[Opening SELECTED EXCERPT section]

But this action-reaction pattern I think is largely unconscious and unwilled by either the elite or wider society. It stems largely from unintended consequences [Rearden's new steel, for example, puts other factories out of business] which are perceived in two different ways. The resulting attempts of one side to correct the mistakes are seen as flawed by the other side, leading to the "reciprocal relationship with that structure" as you describe it.

The means of resolution [Objectivism] is to restore freedom - ie, to remove the perceived obstacle, which is the attempts by "society" to impose controls, corrections, taxes etc. As I mentioned, this is a "technocratic" response - there is an obstacle on the track ahead [social feedback] so you get rid of the obstacle - and you do that by an ideology that increases freedom [and rationality].

So no, that is not the purpose of going Galt - this elite have no desire to be an elite as such, they default into the position by virtue of their ability.

[Closing SELECTED EXCERPT section]

ACTIONS TO TAKE ->
(a) In the passage on Objectivism and going Galt, what example is given of an unintended consequence?
(b) Resume the passage on Objectivism and going Galt, picking up after its last sentence.

[Opening SUPPLIED DATA section]

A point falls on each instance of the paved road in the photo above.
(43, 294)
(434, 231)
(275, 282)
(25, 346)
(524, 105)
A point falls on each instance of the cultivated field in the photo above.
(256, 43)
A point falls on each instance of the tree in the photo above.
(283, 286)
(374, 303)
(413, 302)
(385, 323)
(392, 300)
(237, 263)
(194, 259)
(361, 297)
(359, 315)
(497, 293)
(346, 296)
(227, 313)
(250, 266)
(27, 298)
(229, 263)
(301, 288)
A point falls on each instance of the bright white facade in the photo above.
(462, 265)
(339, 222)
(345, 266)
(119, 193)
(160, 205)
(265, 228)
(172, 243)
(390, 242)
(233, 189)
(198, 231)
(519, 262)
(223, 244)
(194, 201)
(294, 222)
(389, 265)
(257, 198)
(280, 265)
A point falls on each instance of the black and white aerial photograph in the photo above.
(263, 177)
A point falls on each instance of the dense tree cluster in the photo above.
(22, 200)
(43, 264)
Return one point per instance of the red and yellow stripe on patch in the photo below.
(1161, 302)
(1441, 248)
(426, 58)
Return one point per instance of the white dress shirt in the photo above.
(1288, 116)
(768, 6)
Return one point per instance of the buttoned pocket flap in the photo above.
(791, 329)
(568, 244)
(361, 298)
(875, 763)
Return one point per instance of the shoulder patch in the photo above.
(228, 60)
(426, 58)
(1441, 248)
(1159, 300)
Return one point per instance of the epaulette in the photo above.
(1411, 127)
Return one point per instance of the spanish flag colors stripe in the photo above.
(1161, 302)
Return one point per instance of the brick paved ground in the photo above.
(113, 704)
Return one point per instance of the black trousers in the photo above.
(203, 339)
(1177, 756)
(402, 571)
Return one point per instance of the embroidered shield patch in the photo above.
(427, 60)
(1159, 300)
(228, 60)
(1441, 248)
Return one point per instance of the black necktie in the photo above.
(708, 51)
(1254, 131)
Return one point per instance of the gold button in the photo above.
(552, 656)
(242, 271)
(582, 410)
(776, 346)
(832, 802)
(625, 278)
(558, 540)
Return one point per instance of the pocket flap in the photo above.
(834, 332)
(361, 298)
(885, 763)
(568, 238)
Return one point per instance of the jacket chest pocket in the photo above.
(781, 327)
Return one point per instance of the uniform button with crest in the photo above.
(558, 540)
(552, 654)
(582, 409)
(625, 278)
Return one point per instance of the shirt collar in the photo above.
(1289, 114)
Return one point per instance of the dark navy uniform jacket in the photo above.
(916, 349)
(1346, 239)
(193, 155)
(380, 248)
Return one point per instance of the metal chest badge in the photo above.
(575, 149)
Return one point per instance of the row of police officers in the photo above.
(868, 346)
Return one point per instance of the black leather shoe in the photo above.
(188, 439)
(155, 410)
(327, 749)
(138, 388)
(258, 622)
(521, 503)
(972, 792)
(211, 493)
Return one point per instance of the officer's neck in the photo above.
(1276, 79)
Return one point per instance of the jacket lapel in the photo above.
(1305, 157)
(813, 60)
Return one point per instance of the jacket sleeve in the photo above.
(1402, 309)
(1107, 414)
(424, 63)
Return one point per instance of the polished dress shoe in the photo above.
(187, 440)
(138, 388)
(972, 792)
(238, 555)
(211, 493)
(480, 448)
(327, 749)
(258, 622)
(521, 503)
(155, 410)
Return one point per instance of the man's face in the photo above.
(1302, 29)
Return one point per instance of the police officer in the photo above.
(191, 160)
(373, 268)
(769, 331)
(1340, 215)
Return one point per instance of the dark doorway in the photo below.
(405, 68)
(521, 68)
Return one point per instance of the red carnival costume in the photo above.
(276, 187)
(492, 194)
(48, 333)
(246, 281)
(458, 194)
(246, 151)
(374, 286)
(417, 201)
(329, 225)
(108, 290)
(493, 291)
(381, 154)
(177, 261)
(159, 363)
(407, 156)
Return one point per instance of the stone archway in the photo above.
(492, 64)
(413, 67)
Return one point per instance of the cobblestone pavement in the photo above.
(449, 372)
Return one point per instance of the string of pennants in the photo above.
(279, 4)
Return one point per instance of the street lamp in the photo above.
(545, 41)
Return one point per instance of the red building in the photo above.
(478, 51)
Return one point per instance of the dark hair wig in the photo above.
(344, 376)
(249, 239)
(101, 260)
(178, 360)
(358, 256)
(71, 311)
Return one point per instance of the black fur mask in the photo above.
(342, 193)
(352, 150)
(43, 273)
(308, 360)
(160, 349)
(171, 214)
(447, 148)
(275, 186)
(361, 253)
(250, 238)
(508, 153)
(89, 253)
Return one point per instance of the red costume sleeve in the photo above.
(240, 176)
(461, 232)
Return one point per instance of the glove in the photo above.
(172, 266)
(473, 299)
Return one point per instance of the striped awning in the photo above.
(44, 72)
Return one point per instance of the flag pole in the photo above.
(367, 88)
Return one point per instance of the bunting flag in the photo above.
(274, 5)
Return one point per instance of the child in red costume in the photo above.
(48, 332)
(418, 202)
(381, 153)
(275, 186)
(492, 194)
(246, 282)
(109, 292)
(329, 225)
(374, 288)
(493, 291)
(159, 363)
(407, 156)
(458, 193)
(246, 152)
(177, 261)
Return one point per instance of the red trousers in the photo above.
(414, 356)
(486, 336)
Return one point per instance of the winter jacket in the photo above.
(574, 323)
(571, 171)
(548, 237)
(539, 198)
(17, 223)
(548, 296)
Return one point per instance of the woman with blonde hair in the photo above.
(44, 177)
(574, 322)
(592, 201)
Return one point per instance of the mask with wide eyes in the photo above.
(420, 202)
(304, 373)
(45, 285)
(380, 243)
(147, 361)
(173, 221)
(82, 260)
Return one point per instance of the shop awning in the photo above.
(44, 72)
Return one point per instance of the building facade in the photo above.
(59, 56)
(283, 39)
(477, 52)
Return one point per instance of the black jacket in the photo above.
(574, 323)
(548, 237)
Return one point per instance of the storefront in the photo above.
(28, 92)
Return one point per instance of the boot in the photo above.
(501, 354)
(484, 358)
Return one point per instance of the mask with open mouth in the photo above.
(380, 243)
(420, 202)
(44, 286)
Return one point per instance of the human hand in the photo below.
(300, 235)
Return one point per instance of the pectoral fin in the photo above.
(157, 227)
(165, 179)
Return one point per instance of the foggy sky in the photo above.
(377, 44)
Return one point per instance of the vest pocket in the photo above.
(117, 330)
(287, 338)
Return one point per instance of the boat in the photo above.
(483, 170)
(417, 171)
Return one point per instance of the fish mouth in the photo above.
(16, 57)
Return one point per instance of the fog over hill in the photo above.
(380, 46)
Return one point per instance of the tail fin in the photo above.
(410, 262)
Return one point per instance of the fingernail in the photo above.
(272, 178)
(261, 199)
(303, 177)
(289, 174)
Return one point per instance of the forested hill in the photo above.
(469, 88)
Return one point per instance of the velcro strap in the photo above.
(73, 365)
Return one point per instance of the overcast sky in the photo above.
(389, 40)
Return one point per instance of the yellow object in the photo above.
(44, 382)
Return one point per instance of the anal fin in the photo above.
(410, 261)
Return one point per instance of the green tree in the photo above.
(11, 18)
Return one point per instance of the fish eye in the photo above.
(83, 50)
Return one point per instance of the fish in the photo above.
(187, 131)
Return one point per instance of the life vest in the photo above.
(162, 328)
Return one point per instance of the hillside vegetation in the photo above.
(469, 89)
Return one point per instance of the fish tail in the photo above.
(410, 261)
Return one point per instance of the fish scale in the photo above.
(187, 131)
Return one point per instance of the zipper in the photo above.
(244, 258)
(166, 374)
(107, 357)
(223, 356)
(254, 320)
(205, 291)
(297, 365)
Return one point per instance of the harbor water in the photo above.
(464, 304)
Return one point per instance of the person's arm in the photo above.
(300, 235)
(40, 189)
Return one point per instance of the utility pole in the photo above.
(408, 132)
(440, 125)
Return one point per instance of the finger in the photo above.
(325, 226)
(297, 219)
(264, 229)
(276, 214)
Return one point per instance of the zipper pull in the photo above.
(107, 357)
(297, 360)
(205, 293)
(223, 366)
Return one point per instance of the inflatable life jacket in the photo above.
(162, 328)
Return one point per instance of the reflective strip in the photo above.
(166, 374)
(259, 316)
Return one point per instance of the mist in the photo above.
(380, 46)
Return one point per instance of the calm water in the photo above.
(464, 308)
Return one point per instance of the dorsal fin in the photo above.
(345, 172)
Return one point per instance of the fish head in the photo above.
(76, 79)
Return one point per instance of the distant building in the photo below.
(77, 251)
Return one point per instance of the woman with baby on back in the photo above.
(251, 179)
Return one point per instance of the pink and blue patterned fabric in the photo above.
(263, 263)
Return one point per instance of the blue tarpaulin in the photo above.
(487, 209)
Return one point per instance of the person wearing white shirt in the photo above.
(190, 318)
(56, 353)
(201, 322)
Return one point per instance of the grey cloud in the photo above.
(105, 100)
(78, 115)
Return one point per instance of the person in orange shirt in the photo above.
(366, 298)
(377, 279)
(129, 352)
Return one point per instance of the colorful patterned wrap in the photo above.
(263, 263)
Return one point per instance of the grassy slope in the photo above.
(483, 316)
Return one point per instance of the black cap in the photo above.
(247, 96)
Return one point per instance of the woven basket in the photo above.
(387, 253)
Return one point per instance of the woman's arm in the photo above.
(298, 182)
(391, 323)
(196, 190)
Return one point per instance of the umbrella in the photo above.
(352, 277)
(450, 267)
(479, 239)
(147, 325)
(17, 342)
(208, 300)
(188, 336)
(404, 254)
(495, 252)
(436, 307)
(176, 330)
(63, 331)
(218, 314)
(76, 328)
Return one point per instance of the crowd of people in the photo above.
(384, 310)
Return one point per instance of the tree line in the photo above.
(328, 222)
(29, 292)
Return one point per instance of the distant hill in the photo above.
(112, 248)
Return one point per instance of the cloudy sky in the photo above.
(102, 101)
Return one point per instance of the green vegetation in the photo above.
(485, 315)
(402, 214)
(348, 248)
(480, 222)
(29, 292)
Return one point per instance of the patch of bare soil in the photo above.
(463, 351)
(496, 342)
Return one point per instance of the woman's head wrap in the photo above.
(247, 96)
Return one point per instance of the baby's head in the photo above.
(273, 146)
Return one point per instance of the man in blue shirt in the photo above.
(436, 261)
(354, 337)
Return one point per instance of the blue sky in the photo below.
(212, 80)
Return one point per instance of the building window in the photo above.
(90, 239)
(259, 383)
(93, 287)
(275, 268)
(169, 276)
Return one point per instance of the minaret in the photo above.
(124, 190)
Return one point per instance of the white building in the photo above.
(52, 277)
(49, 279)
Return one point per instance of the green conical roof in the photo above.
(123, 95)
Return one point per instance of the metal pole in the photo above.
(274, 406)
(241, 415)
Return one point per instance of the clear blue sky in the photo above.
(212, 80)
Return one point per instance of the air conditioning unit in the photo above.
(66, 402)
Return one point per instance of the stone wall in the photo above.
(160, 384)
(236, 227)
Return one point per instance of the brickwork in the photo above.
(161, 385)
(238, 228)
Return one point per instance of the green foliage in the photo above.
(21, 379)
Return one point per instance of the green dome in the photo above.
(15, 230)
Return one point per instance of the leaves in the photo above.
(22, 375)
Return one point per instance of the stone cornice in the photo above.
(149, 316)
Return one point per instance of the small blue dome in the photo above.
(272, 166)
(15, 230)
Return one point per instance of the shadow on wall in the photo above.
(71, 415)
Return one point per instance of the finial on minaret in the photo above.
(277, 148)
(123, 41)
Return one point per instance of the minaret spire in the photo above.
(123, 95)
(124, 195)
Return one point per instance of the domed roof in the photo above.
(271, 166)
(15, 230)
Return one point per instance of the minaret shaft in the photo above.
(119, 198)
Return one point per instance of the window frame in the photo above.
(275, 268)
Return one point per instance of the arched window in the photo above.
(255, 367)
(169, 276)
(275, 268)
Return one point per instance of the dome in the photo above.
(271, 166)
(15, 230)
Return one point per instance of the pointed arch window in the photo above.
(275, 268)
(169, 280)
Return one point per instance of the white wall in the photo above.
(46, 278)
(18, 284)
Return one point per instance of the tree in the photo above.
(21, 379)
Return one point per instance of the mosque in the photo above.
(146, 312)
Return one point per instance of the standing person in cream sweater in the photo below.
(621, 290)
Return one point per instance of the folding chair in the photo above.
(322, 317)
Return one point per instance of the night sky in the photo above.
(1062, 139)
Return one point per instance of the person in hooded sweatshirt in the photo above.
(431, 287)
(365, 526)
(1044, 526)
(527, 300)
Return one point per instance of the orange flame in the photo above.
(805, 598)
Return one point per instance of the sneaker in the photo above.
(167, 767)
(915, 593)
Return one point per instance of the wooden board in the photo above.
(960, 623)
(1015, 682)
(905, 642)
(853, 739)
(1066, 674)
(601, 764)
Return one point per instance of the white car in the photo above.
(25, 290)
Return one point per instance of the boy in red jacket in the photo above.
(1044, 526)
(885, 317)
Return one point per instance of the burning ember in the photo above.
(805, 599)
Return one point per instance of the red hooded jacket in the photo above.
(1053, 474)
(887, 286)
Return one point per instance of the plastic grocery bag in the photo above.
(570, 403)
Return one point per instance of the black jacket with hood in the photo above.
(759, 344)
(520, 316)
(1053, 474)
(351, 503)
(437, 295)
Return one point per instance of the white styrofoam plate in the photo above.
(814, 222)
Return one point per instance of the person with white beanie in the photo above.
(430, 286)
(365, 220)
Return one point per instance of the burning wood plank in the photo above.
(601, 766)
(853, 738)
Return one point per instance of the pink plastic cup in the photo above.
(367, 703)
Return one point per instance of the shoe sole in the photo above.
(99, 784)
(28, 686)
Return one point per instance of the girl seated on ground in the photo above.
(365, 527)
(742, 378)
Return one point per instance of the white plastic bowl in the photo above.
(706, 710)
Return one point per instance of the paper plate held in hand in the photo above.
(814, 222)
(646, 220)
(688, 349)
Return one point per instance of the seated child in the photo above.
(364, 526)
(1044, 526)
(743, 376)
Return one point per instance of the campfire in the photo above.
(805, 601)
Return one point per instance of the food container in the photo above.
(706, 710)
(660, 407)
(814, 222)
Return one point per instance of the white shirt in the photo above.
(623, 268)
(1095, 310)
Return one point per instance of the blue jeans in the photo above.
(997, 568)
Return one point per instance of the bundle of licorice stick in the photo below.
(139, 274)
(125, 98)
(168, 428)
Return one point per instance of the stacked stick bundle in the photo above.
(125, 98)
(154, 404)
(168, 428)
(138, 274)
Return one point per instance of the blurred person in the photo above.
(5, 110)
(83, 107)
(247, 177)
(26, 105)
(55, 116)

[Closing SUPPLIED DATA section]

RESPONSES IN ORDER ->
(a) Rearden's new steel puts other factories out of business.

(b)
The reason they go Galt is simple - they want to play at making railroads, running banks, building steel mills and so on, and they don't care about the social power they have or how much better off they are than everybody else. They don't want bribes or power [Rand never mentions the concept "power" except to dismiss it as beneath contempt]. So they "go Galt" for one reason only - to carrry on living their lives as they originally intended, without being punished for doing a good job.


But your post is fascinating - it shows with clarity the enormous perception gap that exists between Objectivists and many others in society, and the interconnected feedback of unintentional and misunderstood consequences and perceptions that can occur in the system. I thank you for making it :)

[Also, your final point about Galts reigning through ideological hegemony - the whole point is they don't want to rule, but have simply turned to ideology to restore the original conditions that allowed them to "accidentally rule" - namely the freedom to be technocratically brilliant]
 
Isn't that kind of a strawman because the elite in Atlas Shrugged are absurdly so? I mean, the Galt Engine is complete science fiction. Pure and utter trash. Why couldn't she illustrate her point with a more believable premise?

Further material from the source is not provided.